[Material for this task Boundary: Start]

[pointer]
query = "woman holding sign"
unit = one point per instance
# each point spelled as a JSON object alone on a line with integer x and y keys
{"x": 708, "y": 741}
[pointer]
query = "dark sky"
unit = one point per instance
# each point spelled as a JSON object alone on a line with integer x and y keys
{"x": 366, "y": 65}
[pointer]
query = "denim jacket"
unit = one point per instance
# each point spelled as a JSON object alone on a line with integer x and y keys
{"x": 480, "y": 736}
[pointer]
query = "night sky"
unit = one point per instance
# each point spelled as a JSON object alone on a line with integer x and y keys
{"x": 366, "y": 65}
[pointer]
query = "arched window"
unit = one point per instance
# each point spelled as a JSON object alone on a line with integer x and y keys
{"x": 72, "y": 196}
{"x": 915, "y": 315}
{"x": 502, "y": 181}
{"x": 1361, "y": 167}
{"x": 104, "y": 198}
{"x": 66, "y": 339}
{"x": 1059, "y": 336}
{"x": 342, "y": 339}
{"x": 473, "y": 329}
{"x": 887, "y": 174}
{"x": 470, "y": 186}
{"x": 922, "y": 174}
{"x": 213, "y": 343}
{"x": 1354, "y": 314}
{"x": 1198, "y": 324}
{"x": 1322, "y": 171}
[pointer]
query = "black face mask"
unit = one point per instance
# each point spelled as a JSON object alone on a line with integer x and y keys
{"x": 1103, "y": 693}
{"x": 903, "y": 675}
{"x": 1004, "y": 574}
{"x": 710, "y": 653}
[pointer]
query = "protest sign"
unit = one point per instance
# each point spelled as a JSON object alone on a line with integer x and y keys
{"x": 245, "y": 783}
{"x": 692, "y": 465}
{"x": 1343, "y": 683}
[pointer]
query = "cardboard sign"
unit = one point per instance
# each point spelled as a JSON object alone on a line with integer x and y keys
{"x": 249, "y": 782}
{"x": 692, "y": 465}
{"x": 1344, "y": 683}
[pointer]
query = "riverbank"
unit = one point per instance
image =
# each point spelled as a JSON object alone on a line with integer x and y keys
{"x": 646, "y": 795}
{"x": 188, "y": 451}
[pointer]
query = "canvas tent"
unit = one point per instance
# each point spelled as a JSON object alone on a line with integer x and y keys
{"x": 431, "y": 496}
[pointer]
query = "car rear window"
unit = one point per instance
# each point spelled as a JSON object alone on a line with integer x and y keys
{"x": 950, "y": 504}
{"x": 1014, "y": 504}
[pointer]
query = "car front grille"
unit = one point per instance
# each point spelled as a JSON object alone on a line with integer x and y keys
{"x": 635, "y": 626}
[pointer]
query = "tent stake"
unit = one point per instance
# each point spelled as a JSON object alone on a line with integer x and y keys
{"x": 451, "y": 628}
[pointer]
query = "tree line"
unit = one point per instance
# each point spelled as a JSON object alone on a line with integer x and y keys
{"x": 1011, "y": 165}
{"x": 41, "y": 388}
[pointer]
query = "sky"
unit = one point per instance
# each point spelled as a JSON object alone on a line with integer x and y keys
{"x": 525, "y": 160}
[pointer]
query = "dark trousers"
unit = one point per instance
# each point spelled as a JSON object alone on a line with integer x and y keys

[Material for this task Boundary: End]

## Work required
Filter the listing above for the string "sign" and copy every matching line.

## Exercise answer
query = "woman holding sign"
query = "protest sign"
query = "cardboard sign"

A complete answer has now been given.